## Brief
Only lines containing the word "green" are needed; pull them out of the material.
Supplied material section start
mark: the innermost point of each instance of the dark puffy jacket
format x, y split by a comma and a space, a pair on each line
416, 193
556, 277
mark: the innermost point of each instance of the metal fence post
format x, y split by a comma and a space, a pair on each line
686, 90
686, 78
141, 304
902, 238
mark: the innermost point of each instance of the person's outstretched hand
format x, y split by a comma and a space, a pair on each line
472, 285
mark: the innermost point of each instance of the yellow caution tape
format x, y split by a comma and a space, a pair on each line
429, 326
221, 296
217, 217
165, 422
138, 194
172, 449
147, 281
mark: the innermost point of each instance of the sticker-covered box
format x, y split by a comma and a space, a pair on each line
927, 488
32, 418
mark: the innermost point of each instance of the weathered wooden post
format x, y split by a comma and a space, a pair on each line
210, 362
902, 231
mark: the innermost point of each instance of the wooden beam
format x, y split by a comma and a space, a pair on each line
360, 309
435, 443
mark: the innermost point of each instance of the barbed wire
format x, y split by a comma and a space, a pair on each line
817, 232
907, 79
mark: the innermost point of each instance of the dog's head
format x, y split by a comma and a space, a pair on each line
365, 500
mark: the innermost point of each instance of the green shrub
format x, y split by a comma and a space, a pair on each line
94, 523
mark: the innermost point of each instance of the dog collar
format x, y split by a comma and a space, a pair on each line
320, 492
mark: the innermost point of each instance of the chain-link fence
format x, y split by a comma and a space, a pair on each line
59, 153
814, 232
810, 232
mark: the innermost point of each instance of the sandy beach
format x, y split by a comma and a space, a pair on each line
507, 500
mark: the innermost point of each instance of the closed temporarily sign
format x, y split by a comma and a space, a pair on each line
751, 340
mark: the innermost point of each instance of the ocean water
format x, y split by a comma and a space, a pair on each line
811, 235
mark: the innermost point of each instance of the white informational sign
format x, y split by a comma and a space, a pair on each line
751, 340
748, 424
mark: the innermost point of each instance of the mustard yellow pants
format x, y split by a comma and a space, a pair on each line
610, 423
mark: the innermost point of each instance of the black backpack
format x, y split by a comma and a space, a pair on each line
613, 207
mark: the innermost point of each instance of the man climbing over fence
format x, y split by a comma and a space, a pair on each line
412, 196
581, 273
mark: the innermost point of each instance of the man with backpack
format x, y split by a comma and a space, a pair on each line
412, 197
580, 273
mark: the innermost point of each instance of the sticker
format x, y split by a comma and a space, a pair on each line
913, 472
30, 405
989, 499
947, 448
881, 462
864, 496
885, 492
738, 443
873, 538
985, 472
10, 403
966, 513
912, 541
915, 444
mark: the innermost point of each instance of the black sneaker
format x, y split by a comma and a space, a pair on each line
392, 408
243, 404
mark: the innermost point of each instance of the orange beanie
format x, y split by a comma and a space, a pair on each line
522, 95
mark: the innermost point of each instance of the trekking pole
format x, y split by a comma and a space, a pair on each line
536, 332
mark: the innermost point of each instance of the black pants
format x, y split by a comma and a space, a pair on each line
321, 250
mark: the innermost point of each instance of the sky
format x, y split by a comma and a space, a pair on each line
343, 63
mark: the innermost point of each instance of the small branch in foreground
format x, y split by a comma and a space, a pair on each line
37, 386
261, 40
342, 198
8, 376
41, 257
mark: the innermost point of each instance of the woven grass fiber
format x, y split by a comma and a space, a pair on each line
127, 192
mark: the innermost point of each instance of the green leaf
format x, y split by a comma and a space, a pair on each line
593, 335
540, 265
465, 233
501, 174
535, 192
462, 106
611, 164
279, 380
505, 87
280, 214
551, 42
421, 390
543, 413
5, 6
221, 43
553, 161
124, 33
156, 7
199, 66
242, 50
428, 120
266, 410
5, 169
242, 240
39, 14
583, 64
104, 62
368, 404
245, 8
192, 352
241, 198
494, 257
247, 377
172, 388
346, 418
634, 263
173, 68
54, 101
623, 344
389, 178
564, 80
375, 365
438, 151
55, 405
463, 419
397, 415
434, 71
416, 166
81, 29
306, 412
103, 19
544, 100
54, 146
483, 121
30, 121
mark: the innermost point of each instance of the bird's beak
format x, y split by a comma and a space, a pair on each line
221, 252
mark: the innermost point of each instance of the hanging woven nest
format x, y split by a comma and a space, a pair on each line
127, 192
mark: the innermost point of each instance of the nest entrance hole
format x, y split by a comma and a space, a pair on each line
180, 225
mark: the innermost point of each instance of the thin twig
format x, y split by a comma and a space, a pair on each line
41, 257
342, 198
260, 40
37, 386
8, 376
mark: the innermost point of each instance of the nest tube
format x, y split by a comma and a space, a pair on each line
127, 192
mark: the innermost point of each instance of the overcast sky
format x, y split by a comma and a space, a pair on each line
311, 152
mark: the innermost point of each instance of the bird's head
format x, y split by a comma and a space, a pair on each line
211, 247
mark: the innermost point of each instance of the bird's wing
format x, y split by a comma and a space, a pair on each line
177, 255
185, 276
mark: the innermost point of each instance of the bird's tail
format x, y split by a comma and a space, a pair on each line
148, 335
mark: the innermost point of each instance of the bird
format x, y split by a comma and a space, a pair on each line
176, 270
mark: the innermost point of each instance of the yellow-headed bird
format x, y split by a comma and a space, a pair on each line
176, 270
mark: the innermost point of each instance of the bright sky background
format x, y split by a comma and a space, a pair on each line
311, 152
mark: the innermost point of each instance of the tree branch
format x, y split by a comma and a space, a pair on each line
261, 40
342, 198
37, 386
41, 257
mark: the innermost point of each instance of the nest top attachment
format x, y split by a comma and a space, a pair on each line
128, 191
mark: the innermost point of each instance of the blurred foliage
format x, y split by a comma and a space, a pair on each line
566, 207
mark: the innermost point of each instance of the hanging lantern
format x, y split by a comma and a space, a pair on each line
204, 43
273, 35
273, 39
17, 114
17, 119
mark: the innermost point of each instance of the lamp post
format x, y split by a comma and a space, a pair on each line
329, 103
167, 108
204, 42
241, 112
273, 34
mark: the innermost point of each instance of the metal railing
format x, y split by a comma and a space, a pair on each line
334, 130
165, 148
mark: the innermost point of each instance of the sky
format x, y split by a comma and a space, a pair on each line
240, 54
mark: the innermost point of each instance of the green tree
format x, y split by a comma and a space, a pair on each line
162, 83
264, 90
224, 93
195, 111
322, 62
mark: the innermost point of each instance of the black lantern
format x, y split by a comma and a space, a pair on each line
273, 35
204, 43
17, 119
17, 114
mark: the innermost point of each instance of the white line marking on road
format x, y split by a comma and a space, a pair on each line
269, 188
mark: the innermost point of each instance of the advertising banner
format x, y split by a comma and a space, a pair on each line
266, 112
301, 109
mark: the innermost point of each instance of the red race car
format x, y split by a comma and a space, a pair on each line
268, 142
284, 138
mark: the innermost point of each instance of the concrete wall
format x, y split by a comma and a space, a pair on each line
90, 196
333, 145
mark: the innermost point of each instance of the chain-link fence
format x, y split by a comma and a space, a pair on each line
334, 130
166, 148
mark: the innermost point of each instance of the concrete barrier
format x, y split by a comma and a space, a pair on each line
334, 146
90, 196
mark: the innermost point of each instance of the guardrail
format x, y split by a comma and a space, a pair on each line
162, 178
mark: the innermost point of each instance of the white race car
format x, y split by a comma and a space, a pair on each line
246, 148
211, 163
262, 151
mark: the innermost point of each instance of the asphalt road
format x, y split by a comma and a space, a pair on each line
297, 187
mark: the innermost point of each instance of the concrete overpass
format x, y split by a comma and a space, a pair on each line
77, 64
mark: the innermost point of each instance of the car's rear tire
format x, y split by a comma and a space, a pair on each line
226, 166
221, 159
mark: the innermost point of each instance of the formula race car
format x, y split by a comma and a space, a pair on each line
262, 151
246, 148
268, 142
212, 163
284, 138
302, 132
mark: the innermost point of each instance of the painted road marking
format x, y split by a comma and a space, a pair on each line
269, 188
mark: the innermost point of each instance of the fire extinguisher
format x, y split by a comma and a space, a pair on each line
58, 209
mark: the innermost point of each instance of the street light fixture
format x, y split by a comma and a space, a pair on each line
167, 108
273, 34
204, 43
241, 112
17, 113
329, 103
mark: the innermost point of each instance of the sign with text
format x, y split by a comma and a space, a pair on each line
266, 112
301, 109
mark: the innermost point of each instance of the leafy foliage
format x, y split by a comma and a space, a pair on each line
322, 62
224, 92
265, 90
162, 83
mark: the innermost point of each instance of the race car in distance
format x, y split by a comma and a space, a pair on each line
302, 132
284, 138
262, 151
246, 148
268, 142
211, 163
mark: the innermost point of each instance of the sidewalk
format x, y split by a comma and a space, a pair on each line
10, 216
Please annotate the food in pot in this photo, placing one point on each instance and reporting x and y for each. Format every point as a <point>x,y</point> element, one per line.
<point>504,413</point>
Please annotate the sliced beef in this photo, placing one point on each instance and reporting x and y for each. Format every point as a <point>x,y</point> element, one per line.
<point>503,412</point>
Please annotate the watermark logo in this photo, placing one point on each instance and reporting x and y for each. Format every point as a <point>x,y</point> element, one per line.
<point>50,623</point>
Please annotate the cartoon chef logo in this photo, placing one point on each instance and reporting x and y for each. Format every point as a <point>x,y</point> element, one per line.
Supplied material section end
## Solution to the exercise
mark: the innermost point of each instance of the green shrub
mark: the innermost point of each instance of the green leaf
mark: the innermost point of each instance of the green tree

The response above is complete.